Saved entries
Segment Open

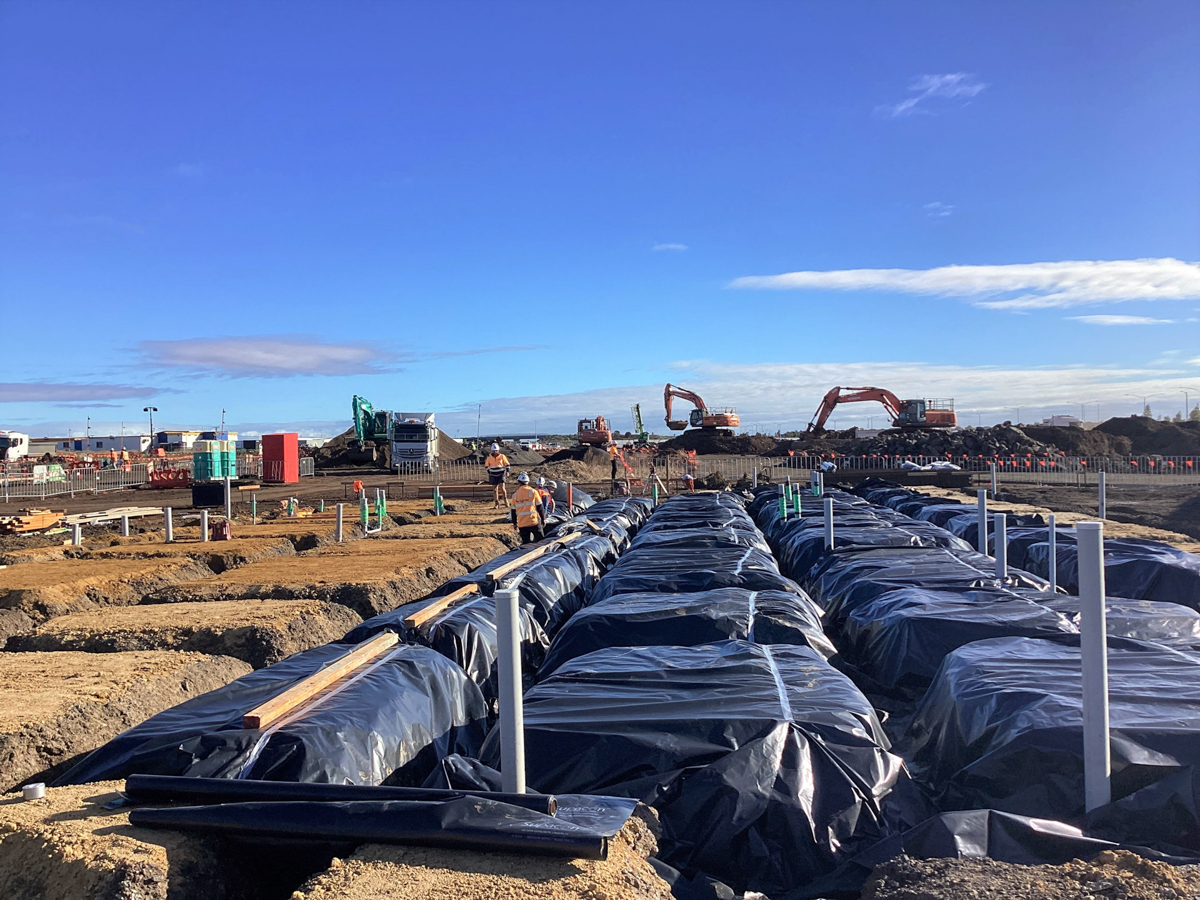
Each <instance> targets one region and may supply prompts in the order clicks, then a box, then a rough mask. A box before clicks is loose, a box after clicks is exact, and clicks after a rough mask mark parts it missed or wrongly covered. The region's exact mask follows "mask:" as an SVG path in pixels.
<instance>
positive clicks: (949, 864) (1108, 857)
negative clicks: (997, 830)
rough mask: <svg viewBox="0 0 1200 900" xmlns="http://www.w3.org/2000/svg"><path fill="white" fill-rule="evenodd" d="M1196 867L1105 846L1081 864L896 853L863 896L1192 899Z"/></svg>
mask: <svg viewBox="0 0 1200 900" xmlns="http://www.w3.org/2000/svg"><path fill="white" fill-rule="evenodd" d="M1196 896H1200V872H1198V871H1196V866H1181V868H1176V866H1171V865H1166V864H1165V863H1154V862H1151V860H1148V859H1144V858H1142V857H1139V856H1135V854H1134V853H1127V852H1124V851H1105V852H1103V853H1100V854H1099V856H1098V857H1096V859H1093V860H1091V862H1088V863H1085V862H1081V860H1079V859H1075V860H1073V862H1070V863H1067V864H1066V865H1013V864H1010V863H997V862H994V860H991V859H911V858H908V857H899V858H896V859H893V860H890V862H888V863H883V864H882V865H880V866H878V868H876V870H875V871H874V872H872V874H871V877H870V878H869V880H868V882H866V886H865V887H864V889H863V900H1118V899H1120V900H1194V898H1196Z"/></svg>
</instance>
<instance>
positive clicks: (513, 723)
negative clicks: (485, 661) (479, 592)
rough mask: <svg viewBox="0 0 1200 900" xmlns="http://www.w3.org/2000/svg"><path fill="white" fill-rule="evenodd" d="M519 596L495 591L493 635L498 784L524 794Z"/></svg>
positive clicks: (516, 792) (523, 713) (509, 788)
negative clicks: (518, 597)
mask: <svg viewBox="0 0 1200 900" xmlns="http://www.w3.org/2000/svg"><path fill="white" fill-rule="evenodd" d="M517 596H518V593H517V590H515V589H514V588H498V589H497V590H496V635H497V649H498V650H499V654H500V659H499V673H500V722H499V725H500V784H502V787H503V788H504V791H505V792H508V793H524V790H526V787H524V706H523V701H522V696H521V620H520V618H518V612H517V611H518V606H517Z"/></svg>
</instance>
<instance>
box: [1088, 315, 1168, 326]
mask: <svg viewBox="0 0 1200 900" xmlns="http://www.w3.org/2000/svg"><path fill="white" fill-rule="evenodd" d="M1067 318H1068V319H1074V320H1075V322H1082V323H1086V324H1088V325H1171V324H1174V323H1175V319H1154V318H1151V317H1150V316H1068V317H1067Z"/></svg>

Segment Closed

▸ ABOUT THIS EXERCISE
Copy the listing above verbatim, omitting the pictures.

▸ ANSWER BELOW
Each <instance> targets one region and may supply prompts in the order clicks, then a box, then a rough mask. A box before clicks is loose, a box after clicks is exact, and clicks after a rough mask mark parts it missed or wrongly covered. The region's exact mask follows "mask:" as an SVG path in pixels.
<instance>
positive clicks: (949, 864) (1108, 857)
negative clicks: (997, 830)
rough mask: <svg viewBox="0 0 1200 900" xmlns="http://www.w3.org/2000/svg"><path fill="white" fill-rule="evenodd" d="M1196 867L1105 846L1081 864L896 853L863 896L1192 899Z"/></svg>
mask: <svg viewBox="0 0 1200 900" xmlns="http://www.w3.org/2000/svg"><path fill="white" fill-rule="evenodd" d="M1196 896H1200V872H1198V871H1196V866H1181V868H1176V866H1171V865H1166V864H1165V863H1154V862H1151V860H1148V859H1144V858H1142V857H1139V856H1135V854H1134V853H1127V852H1124V851H1105V852H1103V853H1100V854H1099V856H1098V857H1096V859H1093V860H1091V862H1088V863H1085V862H1081V860H1079V859H1075V860H1073V862H1070V863H1067V864H1066V865H1013V864H1010V863H997V862H994V860H991V859H911V858H908V857H899V858H896V859H893V860H890V862H888V863H883V864H882V865H880V866H878V868H876V870H875V871H874V872H872V874H871V877H870V878H869V880H868V882H866V886H865V887H864V889H863V900H1118V899H1120V900H1194V898H1196Z"/></svg>
</instance>
<instance>
positive clicks: (513, 723)
negative clicks: (485, 661) (479, 592)
rough mask: <svg viewBox="0 0 1200 900" xmlns="http://www.w3.org/2000/svg"><path fill="white" fill-rule="evenodd" d="M519 596L495 591L493 635L498 784L524 794Z"/></svg>
positive clicks: (516, 792) (523, 713) (509, 788)
negative clicks: (518, 597)
mask: <svg viewBox="0 0 1200 900" xmlns="http://www.w3.org/2000/svg"><path fill="white" fill-rule="evenodd" d="M517 596H518V593H517V590H515V589H514V588H498V589H497V590H496V635H497V649H498V650H499V654H500V659H499V673H500V722H499V725H500V784H502V787H503V788H504V791H505V792H508V793H524V790H526V787H524V706H523V701H522V696H521V620H520V618H518V612H517V611H518V606H517Z"/></svg>
</instance>
<instance>
box: [1088, 315, 1168, 326]
mask: <svg viewBox="0 0 1200 900" xmlns="http://www.w3.org/2000/svg"><path fill="white" fill-rule="evenodd" d="M1067 318H1068V319H1074V320H1075V322H1082V323H1086V324H1088V325H1171V324H1174V323H1175V319H1154V318H1151V317H1150V316H1068V317H1067Z"/></svg>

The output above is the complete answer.